### Task details
Set down all of the records word for word.

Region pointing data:
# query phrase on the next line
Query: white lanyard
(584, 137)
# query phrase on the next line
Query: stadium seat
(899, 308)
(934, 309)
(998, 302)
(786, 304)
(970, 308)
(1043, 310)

### Your response
# query phrase on the next line
Query: white lanyard
(584, 137)
# query phrase on the next line
Query: stadium seat
(899, 308)
(934, 309)
(998, 302)
(786, 304)
(970, 308)
(1043, 310)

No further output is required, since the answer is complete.